• Objective
Give every line of the entries below as a numbered list, skipping blank lines. Leave the pictures out of your answer.

Excerpts from a pointing dataset:
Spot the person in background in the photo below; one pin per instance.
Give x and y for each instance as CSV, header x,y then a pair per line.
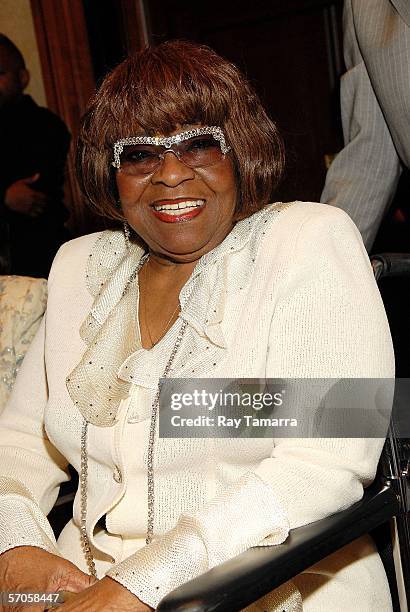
x,y
208,278
375,104
33,151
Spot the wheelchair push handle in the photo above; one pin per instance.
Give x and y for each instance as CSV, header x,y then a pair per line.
x,y
391,264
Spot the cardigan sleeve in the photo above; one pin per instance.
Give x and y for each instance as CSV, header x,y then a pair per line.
x,y
332,317
31,468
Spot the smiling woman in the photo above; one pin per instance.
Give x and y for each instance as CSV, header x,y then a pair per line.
x,y
207,280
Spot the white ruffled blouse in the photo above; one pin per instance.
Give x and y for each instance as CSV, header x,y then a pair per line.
x,y
288,293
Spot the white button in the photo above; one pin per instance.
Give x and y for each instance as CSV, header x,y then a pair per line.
x,y
117,474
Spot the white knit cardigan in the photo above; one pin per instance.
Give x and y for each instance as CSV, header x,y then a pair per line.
x,y
289,293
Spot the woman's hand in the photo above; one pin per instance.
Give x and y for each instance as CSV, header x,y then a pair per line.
x,y
107,595
32,569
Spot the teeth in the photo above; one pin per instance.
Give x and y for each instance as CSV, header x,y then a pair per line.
x,y
173,209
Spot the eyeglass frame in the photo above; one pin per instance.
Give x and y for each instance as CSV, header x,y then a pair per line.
x,y
168,141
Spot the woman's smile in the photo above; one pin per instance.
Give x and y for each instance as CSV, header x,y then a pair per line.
x,y
178,210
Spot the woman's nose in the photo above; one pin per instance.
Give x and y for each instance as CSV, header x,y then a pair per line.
x,y
172,171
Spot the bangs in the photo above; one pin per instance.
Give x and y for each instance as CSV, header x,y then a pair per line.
x,y
165,90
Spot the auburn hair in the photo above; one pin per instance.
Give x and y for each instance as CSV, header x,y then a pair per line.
x,y
170,85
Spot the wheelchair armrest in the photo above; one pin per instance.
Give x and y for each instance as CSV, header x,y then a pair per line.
x,y
247,577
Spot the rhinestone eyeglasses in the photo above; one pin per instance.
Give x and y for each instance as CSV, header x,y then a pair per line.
x,y
196,148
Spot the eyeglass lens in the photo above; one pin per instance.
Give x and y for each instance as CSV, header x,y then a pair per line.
x,y
196,152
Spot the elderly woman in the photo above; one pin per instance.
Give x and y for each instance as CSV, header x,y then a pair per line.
x,y
207,280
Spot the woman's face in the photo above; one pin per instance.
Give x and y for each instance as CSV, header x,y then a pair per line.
x,y
185,235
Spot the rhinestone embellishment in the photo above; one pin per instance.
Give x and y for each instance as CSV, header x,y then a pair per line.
x,y
168,141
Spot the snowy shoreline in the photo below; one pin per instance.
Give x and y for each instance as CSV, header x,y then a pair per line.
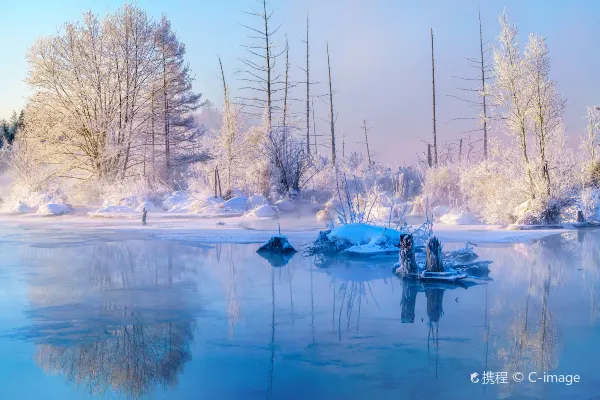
x,y
231,229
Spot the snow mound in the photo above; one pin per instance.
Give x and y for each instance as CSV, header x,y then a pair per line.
x,y
264,211
256,201
109,211
23,208
361,234
148,205
284,205
323,216
459,218
236,204
178,201
54,209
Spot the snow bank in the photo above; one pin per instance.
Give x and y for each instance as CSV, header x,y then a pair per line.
x,y
54,209
457,217
264,211
148,205
256,201
178,201
236,204
112,211
21,207
439,211
284,206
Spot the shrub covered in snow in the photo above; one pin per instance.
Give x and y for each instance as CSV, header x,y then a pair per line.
x,y
264,211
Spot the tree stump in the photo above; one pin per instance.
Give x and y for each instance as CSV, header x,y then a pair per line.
x,y
435,299
407,254
434,260
409,301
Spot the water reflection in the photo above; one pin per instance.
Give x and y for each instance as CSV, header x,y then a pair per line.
x,y
127,327
125,318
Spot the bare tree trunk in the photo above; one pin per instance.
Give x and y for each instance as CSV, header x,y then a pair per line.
x,y
429,160
286,83
166,119
268,64
366,129
308,92
433,97
331,115
314,126
483,88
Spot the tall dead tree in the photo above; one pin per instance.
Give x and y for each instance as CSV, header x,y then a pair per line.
x,y
308,93
433,98
260,76
314,125
366,130
286,83
331,114
479,62
484,116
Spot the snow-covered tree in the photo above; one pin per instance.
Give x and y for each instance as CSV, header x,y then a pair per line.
x,y
546,104
510,92
106,90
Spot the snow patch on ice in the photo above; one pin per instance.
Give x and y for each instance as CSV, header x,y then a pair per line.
x,y
22,208
54,209
458,217
361,234
112,211
178,201
236,204
256,201
148,205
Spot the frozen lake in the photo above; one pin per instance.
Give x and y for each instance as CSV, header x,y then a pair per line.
x,y
121,315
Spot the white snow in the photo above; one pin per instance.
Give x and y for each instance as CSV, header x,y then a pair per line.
x,y
21,207
236,204
264,211
256,201
178,201
54,209
362,234
148,205
459,217
112,211
284,205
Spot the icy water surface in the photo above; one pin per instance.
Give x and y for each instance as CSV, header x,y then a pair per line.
x,y
133,318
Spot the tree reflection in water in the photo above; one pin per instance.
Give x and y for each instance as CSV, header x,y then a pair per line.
x,y
128,326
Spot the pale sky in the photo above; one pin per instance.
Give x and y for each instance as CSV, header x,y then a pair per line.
x,y
380,55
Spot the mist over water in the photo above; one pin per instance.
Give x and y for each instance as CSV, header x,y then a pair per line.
x,y
83,315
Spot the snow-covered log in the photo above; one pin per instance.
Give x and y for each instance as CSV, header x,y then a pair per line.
x,y
277,244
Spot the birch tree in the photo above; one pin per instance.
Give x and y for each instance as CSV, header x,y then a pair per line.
x,y
102,90
510,92
546,104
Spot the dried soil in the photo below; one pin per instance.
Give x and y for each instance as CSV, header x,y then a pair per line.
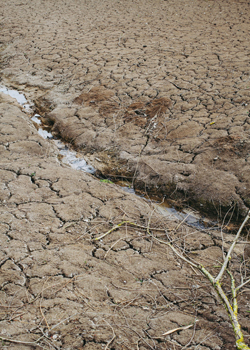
x,y
159,92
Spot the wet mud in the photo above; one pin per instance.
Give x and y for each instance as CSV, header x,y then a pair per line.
x,y
154,94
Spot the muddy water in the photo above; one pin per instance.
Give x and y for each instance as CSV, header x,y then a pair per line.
x,y
77,162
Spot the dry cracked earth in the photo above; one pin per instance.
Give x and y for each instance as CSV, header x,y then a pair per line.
x,y
152,92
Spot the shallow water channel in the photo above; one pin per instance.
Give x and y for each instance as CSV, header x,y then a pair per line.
x,y
77,162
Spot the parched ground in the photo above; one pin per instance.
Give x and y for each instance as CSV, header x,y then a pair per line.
x,y
156,92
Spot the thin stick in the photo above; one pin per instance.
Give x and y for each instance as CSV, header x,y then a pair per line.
x,y
228,257
21,342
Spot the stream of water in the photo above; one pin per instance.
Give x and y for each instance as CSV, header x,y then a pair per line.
x,y
77,162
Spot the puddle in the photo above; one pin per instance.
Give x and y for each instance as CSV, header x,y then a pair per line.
x,y
21,99
68,156
74,159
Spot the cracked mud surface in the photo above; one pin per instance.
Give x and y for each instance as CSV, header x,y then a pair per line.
x,y
102,67
158,91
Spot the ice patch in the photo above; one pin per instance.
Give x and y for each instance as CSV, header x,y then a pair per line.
x,y
21,99
36,119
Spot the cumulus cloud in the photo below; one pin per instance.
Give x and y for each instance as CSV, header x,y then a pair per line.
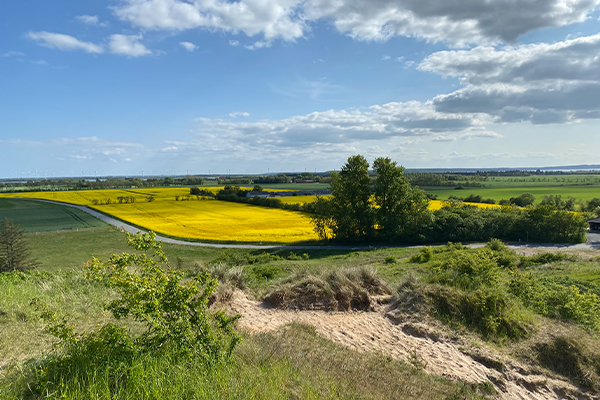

• Final answer
1. Spot the person in background in the photo below; one pin per instance.
2. Give x and y for each instance as CSV, header x,y then a pair per line.
3. x,y
4. 208,278
5. 375,104
6. 33,151
7. Spot the wheelchair push handle in the photo above; one pin per instance.
8. Give x and y for each instance as CSV, header x,y then a pair per line.
9. x,y
10. 391,264
11. Spot the cardigan sleeve in the photo above; one pin per instance.
12. Give x and y for each instance as CSV, header x,y then a pair per line.
13. x,y
14. 332,317
15. 31,468
16. Spot the smiling woman in the photo above; one pin per instance.
17. Give x and y for each instance as CSV, header x,y then a pair per line.
18. x,y
19. 207,280
20. Spot the white ruffled blouse in the photo above; one pin per instance.
21. Give x and y for each instance as CSV, header x,y then a pair per line.
22. x,y
23. 288,293
24. Spot the white button in the photo above; one pin per instance.
25. Give x and y for each instance as CSV, header x,y then a pair per line.
26. x,y
27. 117,474
28. Spot the white knit cardigan in the photo above; one pin per instance.
29. Give x and y for each instance as CSV, header x,y then a pair per line.
30. x,y
31. 289,293
32. Spot the woman's hand in the photo above; one pin per instance.
33. Give x and y for each instance as CSV, header x,y then a pair per line.
34. x,y
35. 107,595
36. 32,569
37. Spot the teeth in the photo above; one pin per instance.
38. Give x and y for each instance as CSV, header x,y then a pair per line.
39. x,y
40. 173,209
41. Spot the eyeglass frame in the photo above; one pin per instance.
42. Give x and y for each instance as CSV, header x,y then a pair per line.
43. x,y
44. 168,141
45. Spot the woman's smile in the photo above; one pin per instance.
46. Give x and y for each instance as CSV, header x,y then a pair per line.
47. x,y
48. 178,210
49. Spot the woman's nose in the photo above; one pin per instance.
50. Give x and y for each instance as CSV, header x,y then a pair per line.
51. x,y
52. 172,171
53. Spot the bangs in the photo above; one pin per instance.
54. Give x and y for each instance as CSV, header x,y then a pair per line.
55. x,y
56. 165,90
57. Spot the auburn hair in the photo above; one pin per instance.
58. Give x and y for each instance as CSV, header x,y then a pair per line.
59. x,y
60. 170,85
61. Spot the wheelchair armrest in the photo above; one pin per instance.
62. Give x and y for each instance as CSV, header x,y then a pair per line.
63. x,y
64. 247,577
65. Spot the rhinestone eyeglasses in the photo above; one pin per instance.
66. Give x and y for each instance as CSV, header x,y then a pair per line.
67. x,y
68. 196,148
69. Spot the eyeglass lens in the photo above; one pin per instance.
70. Give x and y for each instance as CSV, header x,y then a pair per line.
71. x,y
72. 196,152
73. Spot the elderly woman in the photo above; one pin per instance.
74. Give x and y for each instance as CSV, header x,y then a pair per line.
75. x,y
76. 207,280
77. Spot the woman's face in the photo above; one pin per instance.
78. Give x and y for each instance as CSV, header x,y then a pair per line.
79. x,y
80. 185,235
81. Spot the rhinestone embellishment in the photo above; one pin per instance.
82. Give x and y for each instance as CSV, header x,y then a pair per line.
83. x,y
84. 168,141
85. Spot the snowy shoreline in the photo below; one pin per instance.
86. Give x and y for each instance as CSV, header x,y then a pair per line.
87. x,y
88. 231,229
89. Spot the snow mound in the photo above; one pin per instance.
90. Give x and y for each instance as CSV, header x,y then a pair per line.
91. x,y
92. 264,211
93. 256,201
94. 109,211
95. 23,208
96. 361,234
97. 148,205
98. 284,205
99. 323,216
100. 459,218
101. 236,204
102. 178,201
103. 54,209
104. Spot the snow bank in the photo above; one pin per instance.
105. Give x and y for each instance as CSV, header x,y then a pair per line.
106. x,y
107. 54,209
108. 457,217
109. 264,211
110. 148,205
111. 256,201
112. 178,201
113. 236,204
114. 112,211
115. 21,207
116. 439,211
117. 284,206
118. Spot the shrub covered in snow in the photo above; one pin per instance.
119. Give x and y for each instance as CSV, header x,y then a pair per line.
120. x,y
121. 264,211
122. Spot the tree stump in the photo above; one pin per instance.
123. Give x and y for each instance as CSV, header x,y then a pair per line.
124. x,y
125. 435,299
126. 407,254
127. 434,260
128. 409,301
129. Spot the water reflection in the photo above; one pin per instance.
130. Give x and y for each instance as CSV, header x,y then a pair per line.
131. x,y
132. 127,327
133. 125,318
134. Spot the bare tree trunk in the photo above; one pin per instance.
135. Give x and y for each instance as CSV, header x,y then a pair per line.
136. x,y
137. 429,160
138. 286,83
139. 166,119
140. 268,64
141. 366,129
142. 308,92
143. 433,97
144. 331,115
145. 314,126
146. 483,88
147. Spot the tall dead tree in the photo above; one pin per instance.
148. Give x and y for each instance as CSV, header x,y then a pair per line.
149. x,y
150. 308,93
151. 433,98
152. 260,76
153. 314,125
154. 366,130
155. 286,83
156. 331,114
157. 479,62
158. 484,116
159. Spot the snow-covered tree in the photo above; one pin per instance.
160. Give x and y for each instance as CSV, header x,y then a pair per line.
161. x,y
162. 546,104
163. 510,92
164. 106,90
165. Spot the snow patch on ice in the photo above; one pin per instance.
166. Give x and y for each instance as CSV, header x,y then a pair per line.
167. x,y
168. 22,208
169. 54,209
170. 458,217
171. 361,234
172. 112,211
173. 178,201
174. 236,204
175. 256,201
176. 148,205
177. Spot the frozen lake in the photo above; one pin per instance.
178. Give x and y for each instance as CSV, header x,y then a pair per line.
179. x,y
180. 121,315
181. Spot the white snow in the photo above; one pin per instance.
182. Give x and y for each instance as CSV, header x,y then a pair per line.
183. x,y
184. 21,207
185. 236,204
186. 264,211
187. 256,201
188. 178,201
189. 54,209
190. 362,234
191. 148,205
192. 459,217
193. 112,211
194. 284,205
195. Spot the icy water surface in the photo above; one pin per instance.
196. Give x and y for each instance as CSV, header x,y then a pair per line.
197. x,y
198. 133,318
199. Spot the tree reflection in water in the photo above; one pin per instance.
200. Give x and y for each instance as CSV, header x,y then a pair per line.
201. x,y
202. 128,326
203. Spot the pale sky in the photo above; one pin per instance.
204. Give x and y for each instance as CSV, header x,y then a pair per line.
205. x,y
206. 380,55
207. Spot the mist over water in the photo above; one pin per instance.
208. Give x and y for each instance as CSV, header x,y then a pair per line.
209. x,y
210. 83,315
211. Spot the snow-covered log in the photo above; one pin per instance.
212. Give x and y for each instance as CSV, header x,y then a pair per line.
213. x,y
214. 277,244
215. Spot the birch tree in the photo above; one pin per instance.
216. Give x and y for each instance as CSV, header x,y then a pair per line.
217. x,y
218. 102,90
219. 510,92
220. 546,104
221. Spot the dried soil in the photo below; one pin per instance.
222. Give x and y for each instance as CSV, header x,y then a pair per line.
223. x,y
224. 159,92
225. Spot the wet mud in the photo above; one pin per instance.
226. Give x and y for each instance as CSV, header x,y then a pair per line.
227. x,y
228. 154,94
229. Spot the muddy water in the photo above; one pin per instance.
230. Give x and y for each instance as CSV, header x,y then a pair per line.
231. x,y
232. 77,162
233. Spot the dry cracked earth in the photo above; one pin per instance.
234. Give x and y for each instance as CSV, header x,y then a pair per line.
235. x,y
236. 152,92
237. Spot the shallow water channel in the photo above; one pin per instance.
238. Give x and y for each instance as CSV, header x,y then a pair per line.
239. x,y
240. 77,162
241. Spot the parched ground in the photo above; one pin per instance.
242. Give x and y for each instance as CSV, header x,y then a pair per line.
243. x,y
244. 156,92
245. Spot the thin stick in the photo above; one pin per instance.
246. Give x and y for each instance as CSV, header x,y then a pair per line.
247. x,y
248. 228,257
249. 21,342
250. Spot the stream of water in the photo above; one pin per instance.
251. Give x and y for each instance as CSV, header x,y then a pair per line.
252. x,y
253. 77,162
254. Spot the puddle in the photo above; one pin per instance.
255. Give x and y for each instance as CSV, header x,y then a pair per line.
256. x,y
257. 21,99
258. 68,156
259. 74,159
260. Spot the cracked mud surface in the photo above; one pin per instance.
261. Give x and y for each instance as CSV, header x,y then a pair per line.
262. x,y
263. 102,67
264. 158,91
265. Spot the ice patch in the photo above; one pin per instance.
266. Give x and y for each instance as CSV, header x,y then a pair per line.
267. x,y
268. 21,99
269. 36,119
270. Spot the cumulus cloud in the photo below; one pin per instance.
271. Give x and y for each instance as CSV, header x,y then a pair per line.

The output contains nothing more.